▶ _Extracted text_
Christina Cribbs (J.D. ’10) knows the scales of justice rise … and fall. In 2009, while interning at the Georgia Innocence Project (GIP), Cribbs exited the Fulton County Jail beside Michael Marshall, a man she helped free from a wrongful conviction.
More recently, Cribbs lamented a lab report that found no DNA evidence on tested items in another case. Without it, a client’s conviction cannot be challenged. “He has two life sentences,” she said, “so he will never get out of prison. It is absolutely heartbreaking, because I firmly believe in his innocence.”
Cribbs began trying to right wrongful convictions as an apprentice and then as a staff attorney at GIP, a nonprofit corporation devoted to exonerating people imprisoned in Georgia and Alabama for crimes they did not commit.
She made her mark.
“Christina’s simply an amazing attorney,” said Aimee Maxwell (M.Ed. ’83, J.D. ’87), GIP’s founding executive director.
As a GIP staff attorney, Cribbs led work on a $424,000 National Institute of Justice grant, the Kirk Bloodsworth Post-Conviction DNA Testing Grant Program. The 2014 – 15 project brought prosecutors and GIP together to examine nearly 3,000 cases where there was a match between DNA on crime scene evidence and an offender in the CODIS (Combined DNA Index System) database. Of those cases, Cribbs investigated the approximately 75 in which the DNA on the crime scene evidence did not match the convicted defendant. Her work exonerated a Brunswick man for a wrongful burglary conviction.
Cribbs, a Duluth resident, remains a volunteer GIP staff attorney and works full time with the Georgia Public Defender Council on criminal appeals for indigent defendants.
“I’ve always been interested in criminal justice,” Cribbs said. “I attended law school to become a prosecutor.”
Her 2008 – 09 summer internships and working school year at GIP changed her. “Seeing the devotion that GIP had to people who had no one else to care about them was completely inspiring,” she said.
She now passionately advocates for public defenders.
“You hear a lot of negative talk about people who can’t afford a private attorney and have to use a public defender,” she said. “I never let those comments go by without giving my opinion: 99 percent of public defenders are there because they care that everyone has access to a lawyer and a fair chance.”

▶ _Data for review_
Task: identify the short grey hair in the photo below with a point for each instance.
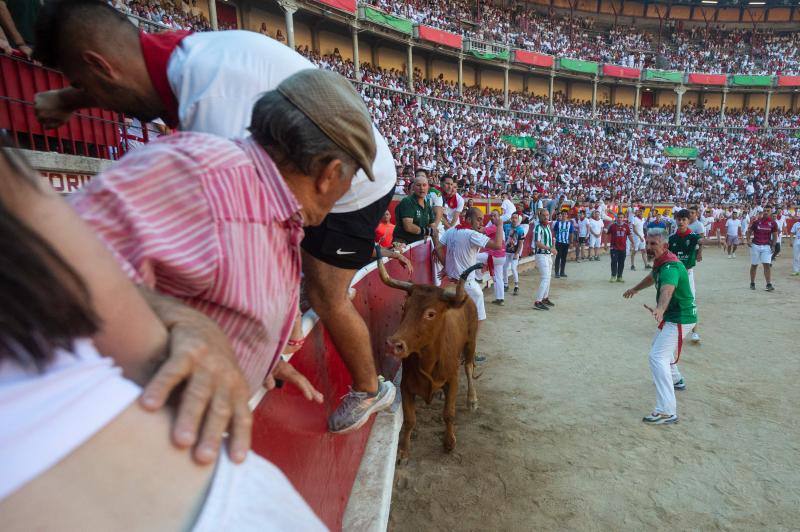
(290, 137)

--

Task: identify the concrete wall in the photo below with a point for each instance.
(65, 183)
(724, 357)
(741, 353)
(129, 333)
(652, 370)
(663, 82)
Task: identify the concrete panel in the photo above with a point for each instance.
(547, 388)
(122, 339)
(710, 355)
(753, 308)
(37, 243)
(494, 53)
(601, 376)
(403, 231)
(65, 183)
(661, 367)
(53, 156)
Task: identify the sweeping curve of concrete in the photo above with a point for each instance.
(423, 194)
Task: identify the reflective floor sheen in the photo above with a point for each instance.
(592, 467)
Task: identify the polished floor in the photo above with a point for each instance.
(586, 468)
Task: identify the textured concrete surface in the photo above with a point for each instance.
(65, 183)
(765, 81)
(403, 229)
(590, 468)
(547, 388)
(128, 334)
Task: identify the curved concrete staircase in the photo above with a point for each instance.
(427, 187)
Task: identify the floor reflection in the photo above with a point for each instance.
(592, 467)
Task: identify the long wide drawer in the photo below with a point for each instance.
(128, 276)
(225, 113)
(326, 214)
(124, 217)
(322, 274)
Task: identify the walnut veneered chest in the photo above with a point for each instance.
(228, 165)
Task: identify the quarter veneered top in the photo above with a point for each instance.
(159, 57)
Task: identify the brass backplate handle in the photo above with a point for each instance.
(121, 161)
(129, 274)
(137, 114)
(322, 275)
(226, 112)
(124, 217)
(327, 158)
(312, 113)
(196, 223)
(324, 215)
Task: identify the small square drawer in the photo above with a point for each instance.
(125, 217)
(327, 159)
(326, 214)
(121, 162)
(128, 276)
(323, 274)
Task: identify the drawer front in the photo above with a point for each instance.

▶ _Study questions_
- a) For the profile of Christina Cribbs, state whether each statement agrees with it: (i) Cribbs entered law school intending to become a prosecutor; (ii) the grant project examined about 75 cases in total; (iii) Cribbs works full time with the Georgia Innocence Project. For each, answer yes or no and quote the deciding words of the profile.
- b) Carry on the profile of Christina Cribbs from the point where it stops.
The data is separate material and is unrelated to the profile of Christina Cribbs.

▶ _Per-task answers_
- a)
(i) Yes: "I attended law school to become a prosecutor."
(ii) No: "examine nearly 3,000 cases"
(iii) No: "works full time with the Georgia Public Defender Council"

- b)
But the sheer volume of caseloads public defenders carry increases the chance of wrongful convictions, according to Cribbs. The system is overburdened, and that makes her job even more difficult.
“A private criminal attorney may handle 30 serious felony cases a year,” she said. “A public defender is expected to handle two to three times that many. It’s harder to build an appropriate case to defend clients.”
In 2013, statistics from the American Civil Liberties Union (ACLU) showed the average public defender in Atlanta had an estimated time of just 59 minutes per assigned case.
“Unrealistic time allotments such as these,” Cribbs said, “can create an enormous amount of pressure on attorneys to dispose of cases as quickly as possible.”
A lack of “balance in resources” in the legal system also puts justice at risk, according to Cribbs.
“Let’s say a case involves a complex medical issue. A private lawyer spends $5,000 and consults medical experts. But it’s hard for a public defender to get money approved for that.”
In 2014, National Public Radio reported that “The costs of the criminal justice system … are paid increasingly by the defendants and offenders.”
Cribbs explains: “Those who cannot afford to pay are often treated unfairly in comparison to those who have the financial means to pay, even when they have been accused of the same crime.”
But even with its flaws, Cribbs believes fully in our legal system. She urges Georgia State Law students to believe too.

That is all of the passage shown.